**Given records:**
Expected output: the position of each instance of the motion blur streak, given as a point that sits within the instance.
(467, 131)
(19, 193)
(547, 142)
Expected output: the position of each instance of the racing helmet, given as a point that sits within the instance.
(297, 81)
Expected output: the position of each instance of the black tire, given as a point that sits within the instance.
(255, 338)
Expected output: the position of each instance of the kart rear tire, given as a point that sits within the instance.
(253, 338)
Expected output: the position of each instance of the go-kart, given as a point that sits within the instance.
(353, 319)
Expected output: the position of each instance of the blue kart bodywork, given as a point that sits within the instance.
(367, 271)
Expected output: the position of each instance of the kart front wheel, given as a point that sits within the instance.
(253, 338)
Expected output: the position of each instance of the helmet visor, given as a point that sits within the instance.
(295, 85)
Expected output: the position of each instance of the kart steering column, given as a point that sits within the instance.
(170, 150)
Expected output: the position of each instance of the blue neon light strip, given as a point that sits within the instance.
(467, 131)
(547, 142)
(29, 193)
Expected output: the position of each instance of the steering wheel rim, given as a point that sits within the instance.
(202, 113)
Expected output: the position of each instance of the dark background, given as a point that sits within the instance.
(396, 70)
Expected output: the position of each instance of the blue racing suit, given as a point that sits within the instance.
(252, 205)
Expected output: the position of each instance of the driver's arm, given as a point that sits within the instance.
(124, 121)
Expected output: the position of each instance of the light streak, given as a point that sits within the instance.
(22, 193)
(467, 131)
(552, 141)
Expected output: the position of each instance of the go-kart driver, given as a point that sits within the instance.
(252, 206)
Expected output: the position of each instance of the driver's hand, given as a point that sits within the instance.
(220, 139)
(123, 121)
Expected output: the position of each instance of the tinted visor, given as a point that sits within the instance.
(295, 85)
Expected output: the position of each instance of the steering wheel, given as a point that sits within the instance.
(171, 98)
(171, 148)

**Exercise description:** Output everything from the last line containing "steering wheel, given" down through the end of the records as a Markdown table, leaving out blank lines. Use two columns: n for the row number and Line for the line.

**Exercise response:**
| n | Line |
|---|---|
| 1 | Expected output: the position of each instance of the steering wheel, given as a point that sits within the instance. |
| 2 | (171, 98) |
| 3 | (171, 148) |